## DATASET ENTRIES:
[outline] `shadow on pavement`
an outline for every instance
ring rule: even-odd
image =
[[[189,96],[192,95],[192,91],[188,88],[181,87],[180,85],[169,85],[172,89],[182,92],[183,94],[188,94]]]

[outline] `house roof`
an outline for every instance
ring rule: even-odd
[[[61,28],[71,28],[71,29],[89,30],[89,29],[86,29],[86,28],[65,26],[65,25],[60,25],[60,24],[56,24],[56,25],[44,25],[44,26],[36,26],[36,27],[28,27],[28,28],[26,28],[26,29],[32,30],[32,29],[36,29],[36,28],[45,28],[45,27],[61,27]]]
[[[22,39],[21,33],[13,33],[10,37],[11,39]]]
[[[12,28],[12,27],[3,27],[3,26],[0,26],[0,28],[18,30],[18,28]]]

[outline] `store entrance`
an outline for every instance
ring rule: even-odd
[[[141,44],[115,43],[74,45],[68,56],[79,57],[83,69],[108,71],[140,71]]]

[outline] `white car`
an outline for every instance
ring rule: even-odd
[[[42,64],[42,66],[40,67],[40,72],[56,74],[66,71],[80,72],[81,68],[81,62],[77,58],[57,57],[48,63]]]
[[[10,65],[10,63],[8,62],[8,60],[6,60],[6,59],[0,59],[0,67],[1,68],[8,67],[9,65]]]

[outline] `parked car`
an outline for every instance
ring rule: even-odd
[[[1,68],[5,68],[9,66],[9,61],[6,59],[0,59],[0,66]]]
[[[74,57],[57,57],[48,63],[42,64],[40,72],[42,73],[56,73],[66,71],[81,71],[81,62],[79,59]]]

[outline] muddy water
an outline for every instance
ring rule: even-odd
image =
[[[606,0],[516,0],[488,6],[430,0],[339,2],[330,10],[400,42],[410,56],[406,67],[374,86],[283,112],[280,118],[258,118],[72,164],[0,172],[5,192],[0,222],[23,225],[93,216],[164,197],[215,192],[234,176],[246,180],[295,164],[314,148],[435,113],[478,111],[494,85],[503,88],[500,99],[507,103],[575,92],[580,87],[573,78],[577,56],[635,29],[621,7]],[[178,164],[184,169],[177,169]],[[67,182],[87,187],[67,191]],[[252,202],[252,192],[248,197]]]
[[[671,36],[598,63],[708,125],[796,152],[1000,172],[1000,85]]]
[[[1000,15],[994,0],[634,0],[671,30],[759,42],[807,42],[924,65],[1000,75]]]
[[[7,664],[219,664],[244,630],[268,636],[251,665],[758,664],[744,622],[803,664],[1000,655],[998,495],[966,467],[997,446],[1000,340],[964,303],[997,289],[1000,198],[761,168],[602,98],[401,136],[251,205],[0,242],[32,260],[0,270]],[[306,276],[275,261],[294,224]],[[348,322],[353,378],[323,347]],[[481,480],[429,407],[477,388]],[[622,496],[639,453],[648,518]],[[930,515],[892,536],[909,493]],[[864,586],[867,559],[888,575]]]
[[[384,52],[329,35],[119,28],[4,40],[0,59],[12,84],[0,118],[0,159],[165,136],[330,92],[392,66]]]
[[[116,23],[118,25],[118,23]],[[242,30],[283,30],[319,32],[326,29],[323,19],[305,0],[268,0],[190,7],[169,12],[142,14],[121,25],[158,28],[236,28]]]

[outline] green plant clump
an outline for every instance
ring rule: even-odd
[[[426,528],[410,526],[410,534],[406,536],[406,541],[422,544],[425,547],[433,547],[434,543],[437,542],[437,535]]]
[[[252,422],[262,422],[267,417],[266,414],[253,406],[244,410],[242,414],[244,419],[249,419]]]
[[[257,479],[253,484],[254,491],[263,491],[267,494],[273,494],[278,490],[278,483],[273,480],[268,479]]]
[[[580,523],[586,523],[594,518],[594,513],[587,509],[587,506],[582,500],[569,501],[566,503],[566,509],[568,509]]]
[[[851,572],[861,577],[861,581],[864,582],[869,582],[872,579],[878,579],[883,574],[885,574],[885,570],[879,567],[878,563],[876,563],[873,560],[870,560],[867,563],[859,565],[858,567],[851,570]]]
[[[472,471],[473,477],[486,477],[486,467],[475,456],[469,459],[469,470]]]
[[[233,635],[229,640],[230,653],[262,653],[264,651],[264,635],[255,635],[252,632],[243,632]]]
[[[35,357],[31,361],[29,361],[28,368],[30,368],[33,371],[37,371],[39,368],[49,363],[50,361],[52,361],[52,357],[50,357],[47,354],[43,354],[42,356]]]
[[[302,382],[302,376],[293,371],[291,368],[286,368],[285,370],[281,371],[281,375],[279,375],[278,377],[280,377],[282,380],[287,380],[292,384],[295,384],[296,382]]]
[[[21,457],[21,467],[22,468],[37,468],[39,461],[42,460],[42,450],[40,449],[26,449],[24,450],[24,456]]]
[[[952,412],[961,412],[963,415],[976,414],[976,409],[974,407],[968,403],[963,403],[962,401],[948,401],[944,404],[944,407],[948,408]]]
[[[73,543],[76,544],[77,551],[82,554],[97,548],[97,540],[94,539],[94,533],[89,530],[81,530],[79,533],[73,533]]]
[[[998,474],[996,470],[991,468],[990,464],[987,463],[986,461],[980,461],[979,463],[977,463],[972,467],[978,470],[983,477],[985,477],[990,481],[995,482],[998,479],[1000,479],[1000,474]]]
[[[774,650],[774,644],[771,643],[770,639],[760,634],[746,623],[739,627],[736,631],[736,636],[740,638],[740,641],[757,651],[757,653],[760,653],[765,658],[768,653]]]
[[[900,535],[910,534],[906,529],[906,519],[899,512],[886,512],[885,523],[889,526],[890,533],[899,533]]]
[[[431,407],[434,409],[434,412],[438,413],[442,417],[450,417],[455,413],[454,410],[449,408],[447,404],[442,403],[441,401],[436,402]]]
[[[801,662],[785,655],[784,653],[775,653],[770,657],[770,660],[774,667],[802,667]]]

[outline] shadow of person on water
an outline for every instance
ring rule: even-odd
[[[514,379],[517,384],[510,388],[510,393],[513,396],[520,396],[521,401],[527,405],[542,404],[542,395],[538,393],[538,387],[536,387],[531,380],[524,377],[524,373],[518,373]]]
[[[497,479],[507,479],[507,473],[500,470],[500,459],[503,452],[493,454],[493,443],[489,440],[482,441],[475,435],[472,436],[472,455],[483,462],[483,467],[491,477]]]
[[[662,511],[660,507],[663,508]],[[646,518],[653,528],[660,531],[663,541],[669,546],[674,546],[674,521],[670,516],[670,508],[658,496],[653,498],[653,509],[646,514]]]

## WRITTEN TASK:
Rename "person" to "human" in the stretch from the line containing "[outline] shadow of person on water" through the end of the listing, and give only those lines again with everything else unchanged.

## PROBLEM SOLUTION:
[outline] shadow of human on water
an outline for every instance
ring rule: even-odd
[[[514,379],[517,384],[510,388],[510,393],[513,396],[520,396],[521,401],[527,405],[542,404],[542,395],[538,393],[538,387],[536,387],[531,380],[524,377],[524,373],[518,373]]]
[[[497,479],[507,479],[507,473],[500,470],[500,459],[503,452],[493,454],[493,443],[489,440],[482,441],[475,435],[472,436],[472,455],[483,462],[483,467],[491,477]]]
[[[662,511],[660,507],[663,508]],[[646,518],[653,528],[660,531],[663,541],[669,546],[674,546],[674,521],[670,516],[670,508],[658,496],[653,498],[653,509],[646,514]]]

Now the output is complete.